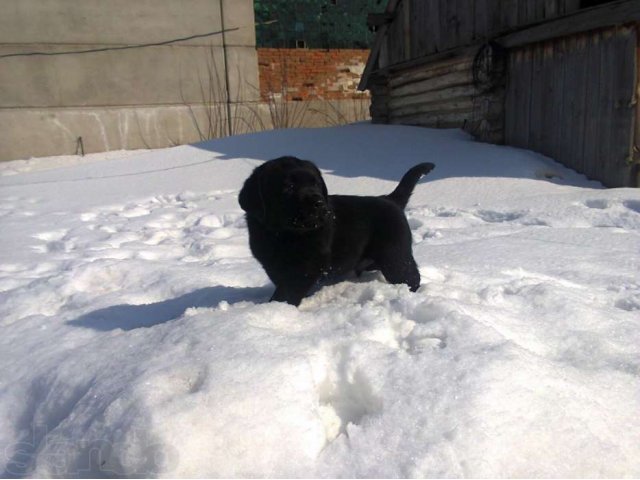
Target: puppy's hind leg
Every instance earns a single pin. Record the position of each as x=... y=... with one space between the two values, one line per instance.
x=400 y=269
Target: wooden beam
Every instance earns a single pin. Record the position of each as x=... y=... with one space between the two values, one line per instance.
x=602 y=16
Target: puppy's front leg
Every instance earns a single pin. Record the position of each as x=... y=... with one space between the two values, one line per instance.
x=292 y=293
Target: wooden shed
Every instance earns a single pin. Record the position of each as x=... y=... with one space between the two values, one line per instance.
x=559 y=77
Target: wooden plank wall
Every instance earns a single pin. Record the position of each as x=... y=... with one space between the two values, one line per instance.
x=573 y=99
x=437 y=25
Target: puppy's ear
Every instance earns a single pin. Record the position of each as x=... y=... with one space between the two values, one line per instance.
x=250 y=197
x=325 y=193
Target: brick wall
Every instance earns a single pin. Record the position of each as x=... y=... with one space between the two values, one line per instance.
x=305 y=74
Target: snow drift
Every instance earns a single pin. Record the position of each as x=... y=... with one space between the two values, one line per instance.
x=137 y=341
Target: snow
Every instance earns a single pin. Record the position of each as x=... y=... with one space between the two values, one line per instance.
x=137 y=339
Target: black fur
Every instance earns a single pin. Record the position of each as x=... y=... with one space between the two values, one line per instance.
x=300 y=234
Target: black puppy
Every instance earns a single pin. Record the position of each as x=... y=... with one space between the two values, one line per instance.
x=300 y=234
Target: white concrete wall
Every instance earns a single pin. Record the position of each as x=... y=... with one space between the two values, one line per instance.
x=139 y=98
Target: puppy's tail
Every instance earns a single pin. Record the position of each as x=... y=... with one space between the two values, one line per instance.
x=403 y=191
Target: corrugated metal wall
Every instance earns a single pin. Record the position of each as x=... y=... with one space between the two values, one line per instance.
x=438 y=25
x=573 y=99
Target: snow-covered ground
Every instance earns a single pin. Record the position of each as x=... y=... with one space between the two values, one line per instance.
x=137 y=339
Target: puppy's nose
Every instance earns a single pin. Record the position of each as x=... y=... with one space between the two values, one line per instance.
x=316 y=200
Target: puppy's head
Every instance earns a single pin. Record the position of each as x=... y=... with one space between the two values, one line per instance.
x=286 y=194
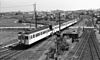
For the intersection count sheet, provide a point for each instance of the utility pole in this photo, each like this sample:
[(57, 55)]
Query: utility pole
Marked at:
[(35, 15), (58, 36), (59, 21)]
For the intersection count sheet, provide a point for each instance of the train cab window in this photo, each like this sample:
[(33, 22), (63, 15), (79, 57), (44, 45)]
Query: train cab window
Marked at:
[(33, 36), (26, 37), (37, 34)]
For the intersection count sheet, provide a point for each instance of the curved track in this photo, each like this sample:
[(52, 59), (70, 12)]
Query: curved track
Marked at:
[(92, 49)]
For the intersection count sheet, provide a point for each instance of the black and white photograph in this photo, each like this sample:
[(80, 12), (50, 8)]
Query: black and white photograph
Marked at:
[(49, 29)]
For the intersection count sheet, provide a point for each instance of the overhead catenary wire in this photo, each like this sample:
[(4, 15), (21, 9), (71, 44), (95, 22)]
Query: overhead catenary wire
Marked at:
[(18, 6)]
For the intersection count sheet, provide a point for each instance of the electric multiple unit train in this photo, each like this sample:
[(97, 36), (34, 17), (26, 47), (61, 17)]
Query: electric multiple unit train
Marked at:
[(30, 37)]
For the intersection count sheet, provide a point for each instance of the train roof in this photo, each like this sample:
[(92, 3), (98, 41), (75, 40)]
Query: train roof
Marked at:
[(35, 30), (40, 28)]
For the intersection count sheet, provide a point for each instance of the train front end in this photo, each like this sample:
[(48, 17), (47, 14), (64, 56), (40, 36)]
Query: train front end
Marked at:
[(23, 38)]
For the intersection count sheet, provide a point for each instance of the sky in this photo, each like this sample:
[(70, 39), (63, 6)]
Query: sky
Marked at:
[(47, 5)]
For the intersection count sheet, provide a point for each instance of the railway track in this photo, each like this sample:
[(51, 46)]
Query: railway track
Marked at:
[(81, 47), (93, 52), (8, 53)]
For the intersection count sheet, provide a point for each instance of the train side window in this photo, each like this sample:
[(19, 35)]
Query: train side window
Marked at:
[(37, 34), (26, 37), (31, 36)]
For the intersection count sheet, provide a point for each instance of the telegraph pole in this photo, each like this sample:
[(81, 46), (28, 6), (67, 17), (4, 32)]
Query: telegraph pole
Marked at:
[(35, 15)]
****************
#### [About this exercise]
Which lines in the material contain the word "snow"? Pull each of them out.

#### [Task solution]
Target: snow drift
Target: snow
Target: snow-covered ground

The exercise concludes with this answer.